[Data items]
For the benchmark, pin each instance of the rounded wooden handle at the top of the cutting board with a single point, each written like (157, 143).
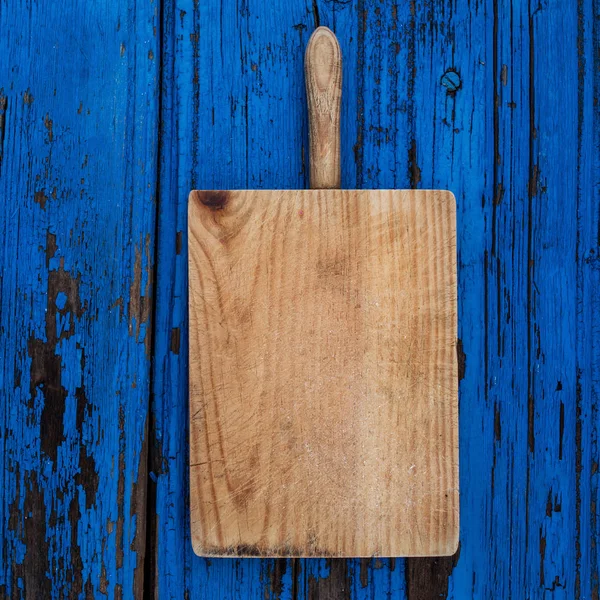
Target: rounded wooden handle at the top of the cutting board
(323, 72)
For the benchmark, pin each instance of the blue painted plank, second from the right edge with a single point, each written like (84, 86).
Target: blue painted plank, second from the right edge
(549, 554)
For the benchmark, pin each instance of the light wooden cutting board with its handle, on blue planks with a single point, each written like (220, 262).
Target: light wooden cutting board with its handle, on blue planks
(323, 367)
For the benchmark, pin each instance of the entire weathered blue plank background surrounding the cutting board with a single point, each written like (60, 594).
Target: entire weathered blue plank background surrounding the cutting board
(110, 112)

--

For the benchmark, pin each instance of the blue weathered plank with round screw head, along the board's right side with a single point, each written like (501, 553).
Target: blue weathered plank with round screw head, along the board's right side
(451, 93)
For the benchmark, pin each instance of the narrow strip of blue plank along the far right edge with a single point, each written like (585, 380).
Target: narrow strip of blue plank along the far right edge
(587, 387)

ASSIGNMENT :: Only lines with the word "like" count here; copy every one from the records.

EXPECTED ANSWER ::
For the benchmark, pin each instance of the rounded wooden handle at the top of the cutting board with a single point, each written like (157, 143).
For the benchmark, pin each instance of the blue painted plank, second from the right edge with a single point, each written like (84, 86).
For the benchmark, pin each instance of the light wooden cutting board with its handle, on blue planks with a single point, each written like (220, 262).
For the benchmark, pin each instance of the entire weathered blue plank background surrounding the cutting board with a single point, each written like (60, 594).
For the benchmark, pin each instance of the blue weathered plank with round screw head, along the board's right side with a single point, each written like (501, 553).
For the benchmark, pin each instance of the narrow strip of blue plank along the far right edge with a single point, each written like (585, 380).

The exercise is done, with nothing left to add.